§ Exercises to complete:
a - Print the passage of the article about the Elmhurst nursing simulation from "While a few" to "Karolina Krzemien said.".
b - Continue the article about the Elmhurst College nursing simulation, beginning after its last sentence.

§ Text segment:
BEGIN

ELMHURST – Elmhurst College nursing students routinely practice simulations with robotic patients, but this week the Elmhurst Fire Department joined the students for an emergency rescue situation.
"A lot of times you're educating in a vacuum … here they're really seeing the system, which is a wonderful learning opportunity," said Julie Hoff, director of Elmhurst College's Deicke Center for Nursing.
Tuesday's simulation involved the fire department as well as cooperation with Elmhurst Memorial Hospital, where construction is nearly finished on the college’s Simulation Center. Once completed, the 4,600-square-foot laboratory and classroom space, located in the hospital’s lower level, will enable the college’s nursing students to practice and build clinical skills without risk to patients.
"We're going to use it for our new nurses," said Kathy DeLaPaz, program director of Emergency Services at Elmhurst Memorial Hospital.
She explained that even though they are no longer students, nurses can benefit from simulations of less common situations. Elmhurst paramedics plan to also use the new center for ongoing education and practice.
While a few of the nursing students admitted they were a little nervous before Tuesday's simulation, they were excited for the experience, which offered the freedom to learn without fear of making mistakes.
"One big thing is when we're in sim we're always told it's a safe zone," senior nursing student Karolina Krzemien said.
Instead of a lab, students were in a parking lot interacting with professional emergency responders as they would in a true emergency.
"It's the closest thing to a real-life scenario," Elmhurst Deputy Fire Chief Bill Anaszewicz said.
The opportunity to work with professionals was invaluable to Laury Westbury,director of the Simulation Center, who orchestrated the entire simulation. She explained that a majority of medical errors are the result of lapses in communication.

END

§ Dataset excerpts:
BEGIN

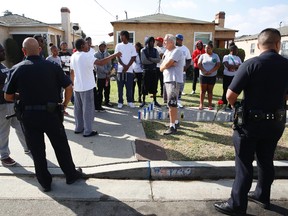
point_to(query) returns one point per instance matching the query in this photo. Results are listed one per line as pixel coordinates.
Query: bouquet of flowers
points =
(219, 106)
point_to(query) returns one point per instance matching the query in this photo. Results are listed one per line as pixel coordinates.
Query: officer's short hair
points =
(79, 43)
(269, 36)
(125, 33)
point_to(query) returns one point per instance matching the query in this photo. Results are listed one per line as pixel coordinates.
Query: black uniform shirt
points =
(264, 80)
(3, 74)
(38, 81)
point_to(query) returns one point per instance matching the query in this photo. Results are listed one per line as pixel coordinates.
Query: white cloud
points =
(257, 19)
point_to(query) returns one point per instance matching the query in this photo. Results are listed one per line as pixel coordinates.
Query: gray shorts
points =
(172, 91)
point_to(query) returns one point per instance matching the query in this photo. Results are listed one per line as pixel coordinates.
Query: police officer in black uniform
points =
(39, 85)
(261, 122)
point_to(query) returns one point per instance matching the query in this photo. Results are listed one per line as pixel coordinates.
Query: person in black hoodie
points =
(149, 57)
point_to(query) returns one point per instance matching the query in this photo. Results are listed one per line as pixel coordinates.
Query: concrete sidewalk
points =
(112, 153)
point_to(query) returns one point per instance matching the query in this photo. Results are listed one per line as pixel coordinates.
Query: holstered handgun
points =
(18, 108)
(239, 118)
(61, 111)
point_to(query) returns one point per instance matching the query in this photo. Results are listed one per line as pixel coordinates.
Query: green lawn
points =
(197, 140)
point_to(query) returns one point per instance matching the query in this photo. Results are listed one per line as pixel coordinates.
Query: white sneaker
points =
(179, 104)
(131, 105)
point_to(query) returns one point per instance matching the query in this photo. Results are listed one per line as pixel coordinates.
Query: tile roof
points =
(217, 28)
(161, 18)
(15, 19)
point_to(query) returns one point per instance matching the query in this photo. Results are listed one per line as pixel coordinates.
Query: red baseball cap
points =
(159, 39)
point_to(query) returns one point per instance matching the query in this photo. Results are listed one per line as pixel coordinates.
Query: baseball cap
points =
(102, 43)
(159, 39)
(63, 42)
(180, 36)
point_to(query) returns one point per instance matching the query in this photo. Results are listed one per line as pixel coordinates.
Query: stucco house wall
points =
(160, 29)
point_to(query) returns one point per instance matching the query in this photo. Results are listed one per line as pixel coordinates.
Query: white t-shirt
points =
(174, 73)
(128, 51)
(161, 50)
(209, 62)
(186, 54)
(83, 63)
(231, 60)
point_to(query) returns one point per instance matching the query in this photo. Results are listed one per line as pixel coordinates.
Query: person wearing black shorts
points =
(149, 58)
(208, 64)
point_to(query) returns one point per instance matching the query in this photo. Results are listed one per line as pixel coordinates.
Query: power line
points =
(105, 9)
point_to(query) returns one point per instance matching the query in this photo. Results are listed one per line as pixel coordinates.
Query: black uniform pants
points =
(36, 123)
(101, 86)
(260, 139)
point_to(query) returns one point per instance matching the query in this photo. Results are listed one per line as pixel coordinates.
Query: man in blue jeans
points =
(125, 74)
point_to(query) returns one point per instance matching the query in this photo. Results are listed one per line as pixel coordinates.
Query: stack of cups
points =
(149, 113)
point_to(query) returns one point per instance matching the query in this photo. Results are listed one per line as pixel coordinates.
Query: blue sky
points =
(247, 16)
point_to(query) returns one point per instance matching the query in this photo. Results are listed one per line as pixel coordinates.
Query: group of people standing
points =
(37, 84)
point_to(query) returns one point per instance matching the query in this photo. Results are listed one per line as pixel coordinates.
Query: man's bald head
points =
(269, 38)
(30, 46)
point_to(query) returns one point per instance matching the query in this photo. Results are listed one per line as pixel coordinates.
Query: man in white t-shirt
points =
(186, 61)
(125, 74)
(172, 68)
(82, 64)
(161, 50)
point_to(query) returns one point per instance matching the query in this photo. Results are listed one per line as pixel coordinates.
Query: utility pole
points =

END
BEGIN

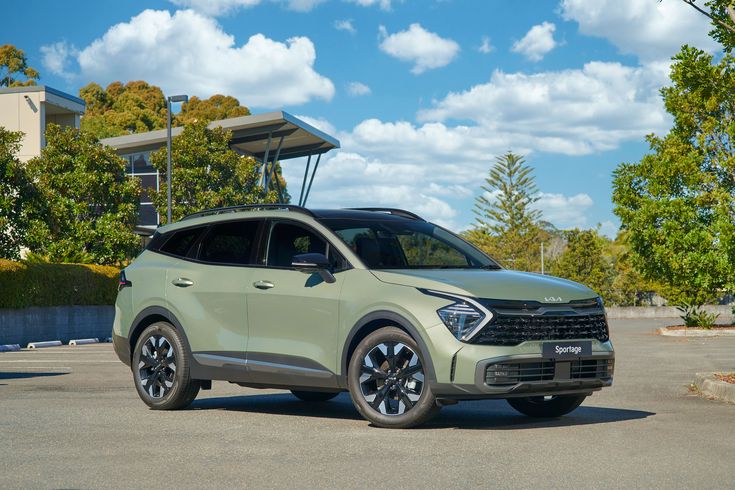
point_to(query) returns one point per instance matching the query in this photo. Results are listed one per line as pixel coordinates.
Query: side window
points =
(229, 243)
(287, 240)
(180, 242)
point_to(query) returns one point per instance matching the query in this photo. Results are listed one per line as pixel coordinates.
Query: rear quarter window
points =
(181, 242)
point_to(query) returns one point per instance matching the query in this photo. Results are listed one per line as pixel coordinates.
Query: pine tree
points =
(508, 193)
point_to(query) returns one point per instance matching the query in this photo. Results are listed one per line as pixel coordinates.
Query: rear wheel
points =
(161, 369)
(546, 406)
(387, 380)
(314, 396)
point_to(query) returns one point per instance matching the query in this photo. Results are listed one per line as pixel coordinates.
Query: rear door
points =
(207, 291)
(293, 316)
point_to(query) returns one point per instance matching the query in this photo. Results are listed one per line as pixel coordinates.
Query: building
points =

END

§ Answers by item number:
a -
While a few of the nursing students admitted they were a little nervous before Tuesday's simulation, they were excited for the experience, which offered the freedom to learn without fear of making mistakes.
"One big thing is when we're in sim we're always told it's a safe zone," senior nursing student Karolina Krzemien said.

b -
"For patient safety now, inter-disciplinary education in between all facets of health care is really important," said Westbury, who controlled the simulated patients Tuesday, creating surprise situations for students and paramedics.
"I always believe that you need to have an understanding for everybody else's job," Elmhurst Fire Chief Jeff Bacidore said.
Anaszewicz said firefighters would normally work even faster, but within about 15 minutes, a crew of Elmhurst firefighters shattered windows, removed doors and tore the roof off of the blue Ford Explorer donated by O'Hare Towing.
"Normally, we'd take the two doors off and take the patients out," Anaszewicz said.
Instead, he explained, the firefighters took advantage of the opportunity to practice a variety of extrication procedures on the vehicle.
Recent Elmhurst College graduate Colleen Dhamer knows firsthand how important simulations are to succeeding as a nurse. As a student, Dhamer remembers working in a simulation where a baby seized. The next time she went to the hospital, she has an infant patient who seized.
"I knew what to do because I had that practice in the lab," Dhamer said.
Excited for the new Simulation Center, Westbury saw Tuesday's simulation as just the beginning for an event she hopes to hold several times each year.
"This is just like a stepping stone to what's really going to happen," Westbury said.